=== RECORDS SUPPLIED ===
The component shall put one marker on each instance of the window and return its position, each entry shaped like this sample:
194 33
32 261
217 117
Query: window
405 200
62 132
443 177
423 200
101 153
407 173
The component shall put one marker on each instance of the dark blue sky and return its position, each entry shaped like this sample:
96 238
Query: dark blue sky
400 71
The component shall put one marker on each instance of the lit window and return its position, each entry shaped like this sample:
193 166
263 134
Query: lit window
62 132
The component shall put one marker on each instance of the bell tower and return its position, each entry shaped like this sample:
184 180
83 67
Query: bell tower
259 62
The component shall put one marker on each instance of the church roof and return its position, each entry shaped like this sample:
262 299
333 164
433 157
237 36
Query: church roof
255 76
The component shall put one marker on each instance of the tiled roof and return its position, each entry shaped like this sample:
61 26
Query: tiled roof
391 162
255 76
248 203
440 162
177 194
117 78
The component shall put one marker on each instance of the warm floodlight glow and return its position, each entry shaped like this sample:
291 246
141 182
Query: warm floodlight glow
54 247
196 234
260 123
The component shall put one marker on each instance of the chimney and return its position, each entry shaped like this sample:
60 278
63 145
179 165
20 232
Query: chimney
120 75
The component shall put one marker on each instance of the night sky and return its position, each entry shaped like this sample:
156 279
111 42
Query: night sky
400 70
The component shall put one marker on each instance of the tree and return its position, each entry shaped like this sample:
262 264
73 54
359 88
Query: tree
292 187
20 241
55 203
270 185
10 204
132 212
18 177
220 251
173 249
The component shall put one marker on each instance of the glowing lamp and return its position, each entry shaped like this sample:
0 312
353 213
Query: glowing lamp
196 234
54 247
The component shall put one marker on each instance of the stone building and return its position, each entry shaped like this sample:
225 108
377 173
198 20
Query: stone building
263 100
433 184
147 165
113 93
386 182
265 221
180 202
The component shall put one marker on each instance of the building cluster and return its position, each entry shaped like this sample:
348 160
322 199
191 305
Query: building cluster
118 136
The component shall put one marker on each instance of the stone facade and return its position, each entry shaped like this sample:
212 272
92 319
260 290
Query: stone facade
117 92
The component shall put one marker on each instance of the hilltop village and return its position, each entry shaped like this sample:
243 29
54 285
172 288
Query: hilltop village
===
WHAT YOU HAVE TO DO
Output the whole of the material above, exactly.

TASK OUTPUT
The component shall put one marker on each instance of the window and return its position, each entry shaped like this sample:
194 33
32 261
217 117
Query: window
405 200
62 132
443 177
423 200
101 153
407 173
The component shall put one marker on each instance of the dark blue sky and return its position, each entry shaped like this sample:
96 238
Query: dark blue sky
400 71
The component shall put one marker on each instance of the lit window and return its position, each entry shaped like this sample:
193 166
263 134
Query: lit window
62 132
The component shall put one marker on each instance of the bell tower and return its position, each entry shaped like this sample:
184 180
83 67
Query: bell tower
259 62
The component shall put one marker on each instance of the church roof and return its position, each entry shaped like this sample:
262 299
333 164
433 157
237 36
Query: church roof
255 76
The component shall put one marker on each instance of the tiled roof and return its position, each entry shaped like this sample:
61 26
Query: tiled roof
391 162
255 76
248 203
440 162
177 194
117 78
The component shall put one marker on each instance of the warm floodlight glow and return its position, each entry shaped like this sample:
291 246
141 182
Query: warm floodlight glow
54 247
196 234
260 123
The component shall put one marker on each instance of the chimney and return its position, each entry shaped like this sample:
60 278
63 145
179 165
20 232
Query: chimney
120 75
The component shall put one marker on each instance of the night sky and return its position, each entry shaped like this sample:
156 279
111 42
Query: night sky
400 70
The component shall put one marker on each instance of the tree and return its position, each entry shaped like this sample:
262 264
73 54
359 88
Query: tree
292 187
20 241
55 203
270 185
10 204
132 212
18 177
220 251
173 249
The component shall put one marker on each instance of the glowing lamp and return its position, each entry shaped like this sample:
0 312
353 213
Query: glowing lamp
196 234
54 247
The component shall put one marker on each instance of the stone building and return its position, each entry shaped like this sample:
225 108
377 173
198 20
Query: stone building
263 100
433 184
147 165
113 93
386 182
265 221
180 202
The component shall put one marker on each instance of the building cluster and return its position, each entry shaped like this sample:
348 160
322 199
191 305
Query: building cluster
118 136
The component shall put one marker on each instance of the stone facade and return its position, each entry shaped like this sample:
212 272
92 319
260 290
Query: stone facade
117 92
The component shall put one marker on each instance of the hilltop village and return its position, each entry shaped like this sample:
243 29
54 285
172 288
Query: hilltop village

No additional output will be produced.